— Written exercise —
Copy out in full each line of the entries below that contains the string "light". Treat the match as case-sensitive.

....

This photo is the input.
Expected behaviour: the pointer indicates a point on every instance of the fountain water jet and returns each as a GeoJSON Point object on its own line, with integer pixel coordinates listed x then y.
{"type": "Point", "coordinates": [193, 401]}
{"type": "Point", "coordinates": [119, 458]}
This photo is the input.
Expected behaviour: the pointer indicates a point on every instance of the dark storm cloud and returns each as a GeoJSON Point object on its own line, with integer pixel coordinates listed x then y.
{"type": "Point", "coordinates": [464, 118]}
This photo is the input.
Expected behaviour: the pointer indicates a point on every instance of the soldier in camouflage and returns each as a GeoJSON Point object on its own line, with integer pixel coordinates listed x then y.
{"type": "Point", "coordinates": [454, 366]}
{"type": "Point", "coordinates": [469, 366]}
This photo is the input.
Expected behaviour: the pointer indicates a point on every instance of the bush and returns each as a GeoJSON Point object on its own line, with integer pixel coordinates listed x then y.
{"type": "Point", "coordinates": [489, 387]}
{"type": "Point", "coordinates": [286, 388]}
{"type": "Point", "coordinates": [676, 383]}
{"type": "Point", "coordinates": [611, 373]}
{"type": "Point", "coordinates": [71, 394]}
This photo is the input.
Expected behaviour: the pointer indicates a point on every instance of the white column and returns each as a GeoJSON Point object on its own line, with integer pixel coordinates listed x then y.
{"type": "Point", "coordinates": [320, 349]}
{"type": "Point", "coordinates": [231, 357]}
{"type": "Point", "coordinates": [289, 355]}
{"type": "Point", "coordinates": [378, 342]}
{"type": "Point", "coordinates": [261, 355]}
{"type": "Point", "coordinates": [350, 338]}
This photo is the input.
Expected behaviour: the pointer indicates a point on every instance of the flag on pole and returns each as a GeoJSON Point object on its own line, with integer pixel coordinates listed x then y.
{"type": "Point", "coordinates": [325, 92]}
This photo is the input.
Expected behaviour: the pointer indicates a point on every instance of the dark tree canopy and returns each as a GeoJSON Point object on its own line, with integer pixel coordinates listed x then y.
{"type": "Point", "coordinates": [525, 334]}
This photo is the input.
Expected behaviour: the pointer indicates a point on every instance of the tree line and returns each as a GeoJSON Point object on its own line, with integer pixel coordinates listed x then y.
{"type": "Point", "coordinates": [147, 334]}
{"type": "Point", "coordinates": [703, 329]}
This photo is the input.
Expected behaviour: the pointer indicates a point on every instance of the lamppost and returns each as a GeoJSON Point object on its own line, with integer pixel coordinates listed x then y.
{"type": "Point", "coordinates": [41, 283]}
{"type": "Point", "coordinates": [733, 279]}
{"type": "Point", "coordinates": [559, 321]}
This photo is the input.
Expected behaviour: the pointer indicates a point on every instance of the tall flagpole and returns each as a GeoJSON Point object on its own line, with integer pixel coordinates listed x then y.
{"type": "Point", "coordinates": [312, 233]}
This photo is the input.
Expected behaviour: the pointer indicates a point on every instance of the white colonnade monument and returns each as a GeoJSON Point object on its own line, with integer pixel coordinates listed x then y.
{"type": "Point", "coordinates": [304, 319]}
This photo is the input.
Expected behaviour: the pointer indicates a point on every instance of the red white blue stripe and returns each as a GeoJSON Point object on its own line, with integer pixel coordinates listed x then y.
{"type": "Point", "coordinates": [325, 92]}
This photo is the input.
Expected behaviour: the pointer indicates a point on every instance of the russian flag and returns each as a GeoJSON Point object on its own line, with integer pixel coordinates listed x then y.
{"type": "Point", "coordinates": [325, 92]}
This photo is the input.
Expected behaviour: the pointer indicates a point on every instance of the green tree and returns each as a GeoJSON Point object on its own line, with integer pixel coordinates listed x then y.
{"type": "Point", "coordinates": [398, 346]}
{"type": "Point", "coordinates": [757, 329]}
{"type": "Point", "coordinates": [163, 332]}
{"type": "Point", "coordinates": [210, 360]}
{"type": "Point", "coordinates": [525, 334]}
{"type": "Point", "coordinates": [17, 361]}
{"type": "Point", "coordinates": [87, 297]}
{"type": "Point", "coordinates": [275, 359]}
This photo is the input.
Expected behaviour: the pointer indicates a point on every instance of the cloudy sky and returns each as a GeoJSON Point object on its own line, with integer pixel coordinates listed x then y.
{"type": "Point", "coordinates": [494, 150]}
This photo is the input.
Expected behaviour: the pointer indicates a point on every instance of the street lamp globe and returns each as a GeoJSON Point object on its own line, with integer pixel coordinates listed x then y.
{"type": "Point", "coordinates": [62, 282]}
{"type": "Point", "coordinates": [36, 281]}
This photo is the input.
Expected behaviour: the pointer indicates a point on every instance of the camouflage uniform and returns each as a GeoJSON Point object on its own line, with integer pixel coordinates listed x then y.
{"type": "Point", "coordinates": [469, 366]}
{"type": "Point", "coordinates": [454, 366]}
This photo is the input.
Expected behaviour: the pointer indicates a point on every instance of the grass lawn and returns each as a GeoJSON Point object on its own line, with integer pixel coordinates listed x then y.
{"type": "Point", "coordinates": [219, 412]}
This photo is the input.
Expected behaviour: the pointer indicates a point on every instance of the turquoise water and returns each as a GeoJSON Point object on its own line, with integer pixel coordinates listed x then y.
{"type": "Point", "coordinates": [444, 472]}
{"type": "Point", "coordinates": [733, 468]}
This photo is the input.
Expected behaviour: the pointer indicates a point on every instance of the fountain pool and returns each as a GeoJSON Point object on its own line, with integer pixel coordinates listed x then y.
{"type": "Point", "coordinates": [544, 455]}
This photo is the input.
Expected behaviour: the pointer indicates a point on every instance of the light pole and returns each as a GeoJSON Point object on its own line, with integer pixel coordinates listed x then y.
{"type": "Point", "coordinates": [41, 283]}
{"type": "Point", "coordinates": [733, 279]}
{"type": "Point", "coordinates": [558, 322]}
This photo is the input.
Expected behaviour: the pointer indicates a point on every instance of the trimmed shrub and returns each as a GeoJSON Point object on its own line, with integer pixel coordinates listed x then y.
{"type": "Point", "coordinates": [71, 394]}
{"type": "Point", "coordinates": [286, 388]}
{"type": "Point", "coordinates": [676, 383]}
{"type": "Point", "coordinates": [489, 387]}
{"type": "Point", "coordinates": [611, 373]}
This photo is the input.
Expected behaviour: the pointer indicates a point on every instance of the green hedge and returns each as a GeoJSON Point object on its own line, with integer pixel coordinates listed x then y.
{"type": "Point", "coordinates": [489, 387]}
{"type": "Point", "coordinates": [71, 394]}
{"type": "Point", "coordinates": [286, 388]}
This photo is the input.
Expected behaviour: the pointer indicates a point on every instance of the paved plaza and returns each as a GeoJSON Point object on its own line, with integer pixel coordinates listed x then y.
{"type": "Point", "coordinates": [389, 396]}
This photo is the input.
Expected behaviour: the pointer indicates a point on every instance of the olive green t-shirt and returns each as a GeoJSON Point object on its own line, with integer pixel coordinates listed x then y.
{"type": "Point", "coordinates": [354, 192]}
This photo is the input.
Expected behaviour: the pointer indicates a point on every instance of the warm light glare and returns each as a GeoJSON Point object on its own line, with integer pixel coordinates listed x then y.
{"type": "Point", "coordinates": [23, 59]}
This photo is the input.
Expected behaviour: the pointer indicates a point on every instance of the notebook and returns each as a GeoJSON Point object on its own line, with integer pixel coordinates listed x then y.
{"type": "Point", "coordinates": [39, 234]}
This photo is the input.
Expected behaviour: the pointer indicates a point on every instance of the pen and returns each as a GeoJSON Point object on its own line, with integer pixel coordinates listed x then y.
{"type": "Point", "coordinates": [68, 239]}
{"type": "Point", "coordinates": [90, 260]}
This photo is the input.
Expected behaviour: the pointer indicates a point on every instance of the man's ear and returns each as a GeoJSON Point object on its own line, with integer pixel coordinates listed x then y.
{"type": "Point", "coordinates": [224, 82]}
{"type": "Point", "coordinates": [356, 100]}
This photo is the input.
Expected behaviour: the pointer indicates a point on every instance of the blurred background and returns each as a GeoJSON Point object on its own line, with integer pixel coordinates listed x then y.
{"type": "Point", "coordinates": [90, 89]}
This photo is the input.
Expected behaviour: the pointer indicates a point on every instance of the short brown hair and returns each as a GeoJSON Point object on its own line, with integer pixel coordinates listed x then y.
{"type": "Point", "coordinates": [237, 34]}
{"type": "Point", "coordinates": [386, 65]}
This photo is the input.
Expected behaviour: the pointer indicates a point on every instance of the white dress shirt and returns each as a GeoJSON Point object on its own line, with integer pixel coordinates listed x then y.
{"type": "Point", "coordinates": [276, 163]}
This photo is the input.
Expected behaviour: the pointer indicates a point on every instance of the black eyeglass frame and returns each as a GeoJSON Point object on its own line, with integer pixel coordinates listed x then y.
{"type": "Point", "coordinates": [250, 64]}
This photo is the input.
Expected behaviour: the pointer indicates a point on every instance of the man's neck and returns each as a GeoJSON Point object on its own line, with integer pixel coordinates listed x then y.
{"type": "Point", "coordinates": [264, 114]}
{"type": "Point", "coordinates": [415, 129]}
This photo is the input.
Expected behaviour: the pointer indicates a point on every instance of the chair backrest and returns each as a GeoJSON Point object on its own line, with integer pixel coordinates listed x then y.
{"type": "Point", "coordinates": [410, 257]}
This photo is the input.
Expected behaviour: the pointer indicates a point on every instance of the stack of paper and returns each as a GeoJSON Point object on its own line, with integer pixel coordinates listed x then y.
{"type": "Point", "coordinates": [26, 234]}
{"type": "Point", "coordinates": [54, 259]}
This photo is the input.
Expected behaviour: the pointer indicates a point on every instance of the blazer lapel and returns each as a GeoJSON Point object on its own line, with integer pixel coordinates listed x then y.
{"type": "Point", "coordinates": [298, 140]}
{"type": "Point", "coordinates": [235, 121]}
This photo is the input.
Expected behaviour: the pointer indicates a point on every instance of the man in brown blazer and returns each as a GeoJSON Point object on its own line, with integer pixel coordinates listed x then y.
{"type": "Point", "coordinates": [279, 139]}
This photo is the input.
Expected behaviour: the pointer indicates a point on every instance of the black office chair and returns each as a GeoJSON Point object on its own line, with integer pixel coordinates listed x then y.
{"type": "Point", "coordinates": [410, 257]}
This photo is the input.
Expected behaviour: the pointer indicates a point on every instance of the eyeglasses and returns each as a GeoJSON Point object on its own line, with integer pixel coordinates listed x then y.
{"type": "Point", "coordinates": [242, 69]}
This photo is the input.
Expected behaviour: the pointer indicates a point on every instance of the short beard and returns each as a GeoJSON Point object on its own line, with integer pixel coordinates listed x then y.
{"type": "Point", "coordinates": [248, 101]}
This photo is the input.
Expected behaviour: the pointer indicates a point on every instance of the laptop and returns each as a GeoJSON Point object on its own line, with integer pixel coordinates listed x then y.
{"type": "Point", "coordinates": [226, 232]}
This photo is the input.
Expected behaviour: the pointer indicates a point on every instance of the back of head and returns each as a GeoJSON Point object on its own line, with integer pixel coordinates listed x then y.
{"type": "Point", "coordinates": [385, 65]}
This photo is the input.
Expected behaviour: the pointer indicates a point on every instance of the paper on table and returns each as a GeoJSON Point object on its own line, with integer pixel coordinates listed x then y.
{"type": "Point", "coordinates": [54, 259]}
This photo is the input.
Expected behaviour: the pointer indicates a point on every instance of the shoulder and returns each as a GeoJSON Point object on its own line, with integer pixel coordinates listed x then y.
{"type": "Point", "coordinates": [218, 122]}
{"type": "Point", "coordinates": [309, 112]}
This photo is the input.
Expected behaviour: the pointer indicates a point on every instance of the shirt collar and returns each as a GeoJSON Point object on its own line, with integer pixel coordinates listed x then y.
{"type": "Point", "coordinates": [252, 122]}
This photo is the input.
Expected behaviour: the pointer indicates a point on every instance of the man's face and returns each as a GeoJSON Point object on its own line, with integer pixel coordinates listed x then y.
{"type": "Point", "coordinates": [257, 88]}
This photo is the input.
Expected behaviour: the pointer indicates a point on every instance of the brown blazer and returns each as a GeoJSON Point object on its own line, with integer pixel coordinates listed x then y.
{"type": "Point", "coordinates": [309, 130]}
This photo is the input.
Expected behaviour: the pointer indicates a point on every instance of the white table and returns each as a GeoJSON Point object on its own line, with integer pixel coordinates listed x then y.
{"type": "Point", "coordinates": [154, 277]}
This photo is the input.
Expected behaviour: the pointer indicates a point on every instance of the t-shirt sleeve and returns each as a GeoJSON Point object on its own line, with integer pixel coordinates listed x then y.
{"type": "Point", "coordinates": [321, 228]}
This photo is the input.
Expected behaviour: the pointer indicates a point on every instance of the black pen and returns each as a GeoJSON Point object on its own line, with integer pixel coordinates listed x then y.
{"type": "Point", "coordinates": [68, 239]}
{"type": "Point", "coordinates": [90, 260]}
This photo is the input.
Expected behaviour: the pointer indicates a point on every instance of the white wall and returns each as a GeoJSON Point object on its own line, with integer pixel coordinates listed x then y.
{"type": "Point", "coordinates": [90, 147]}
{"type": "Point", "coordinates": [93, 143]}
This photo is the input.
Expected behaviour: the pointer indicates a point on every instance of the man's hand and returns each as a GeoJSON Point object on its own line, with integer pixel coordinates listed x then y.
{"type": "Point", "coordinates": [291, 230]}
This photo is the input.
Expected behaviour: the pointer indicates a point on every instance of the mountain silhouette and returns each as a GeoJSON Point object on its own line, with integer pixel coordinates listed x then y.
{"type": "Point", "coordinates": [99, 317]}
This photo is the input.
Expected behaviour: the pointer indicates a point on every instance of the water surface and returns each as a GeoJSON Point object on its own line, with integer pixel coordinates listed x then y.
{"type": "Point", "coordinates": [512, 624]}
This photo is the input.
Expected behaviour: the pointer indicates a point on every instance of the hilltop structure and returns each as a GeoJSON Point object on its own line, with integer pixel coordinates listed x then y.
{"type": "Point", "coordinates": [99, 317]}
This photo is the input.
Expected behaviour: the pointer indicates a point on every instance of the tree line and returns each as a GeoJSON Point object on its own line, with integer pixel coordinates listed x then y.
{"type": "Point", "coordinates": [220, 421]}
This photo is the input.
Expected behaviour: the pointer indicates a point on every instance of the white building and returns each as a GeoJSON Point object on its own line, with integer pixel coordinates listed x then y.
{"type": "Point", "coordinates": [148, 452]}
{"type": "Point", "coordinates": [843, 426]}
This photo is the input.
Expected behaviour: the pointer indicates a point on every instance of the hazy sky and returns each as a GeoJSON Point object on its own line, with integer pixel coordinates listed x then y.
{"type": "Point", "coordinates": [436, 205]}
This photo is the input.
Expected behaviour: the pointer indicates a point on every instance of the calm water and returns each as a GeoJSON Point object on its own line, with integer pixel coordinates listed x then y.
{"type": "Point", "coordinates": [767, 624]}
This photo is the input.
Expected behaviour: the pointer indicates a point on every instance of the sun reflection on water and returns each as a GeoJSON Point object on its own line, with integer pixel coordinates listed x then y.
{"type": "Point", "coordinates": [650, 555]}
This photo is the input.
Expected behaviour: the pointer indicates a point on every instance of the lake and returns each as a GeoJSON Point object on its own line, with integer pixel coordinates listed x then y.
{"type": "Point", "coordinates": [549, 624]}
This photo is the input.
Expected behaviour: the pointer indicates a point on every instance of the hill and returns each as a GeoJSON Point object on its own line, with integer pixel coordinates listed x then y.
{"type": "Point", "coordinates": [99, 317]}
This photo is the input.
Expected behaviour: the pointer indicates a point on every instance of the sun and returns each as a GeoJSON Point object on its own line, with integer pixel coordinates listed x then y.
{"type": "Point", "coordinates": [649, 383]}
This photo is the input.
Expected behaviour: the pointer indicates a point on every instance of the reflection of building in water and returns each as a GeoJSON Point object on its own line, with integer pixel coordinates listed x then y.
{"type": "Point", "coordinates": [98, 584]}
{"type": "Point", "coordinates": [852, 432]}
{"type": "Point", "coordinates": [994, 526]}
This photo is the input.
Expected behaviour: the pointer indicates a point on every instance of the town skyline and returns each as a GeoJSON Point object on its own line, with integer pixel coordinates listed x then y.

....

— Answer below —
Expected behaviour: the pointer indicates a point on every instance of the light pole and returns each as a GeoJSON Point object on its own line, with integer pixel coordinates listed x then y.
Expected behaviour: the pointer indicates a point on every instance of the warm light glare and returns each as a GeoJSON Point object on its own line, with integer pixel coordinates listed x then y.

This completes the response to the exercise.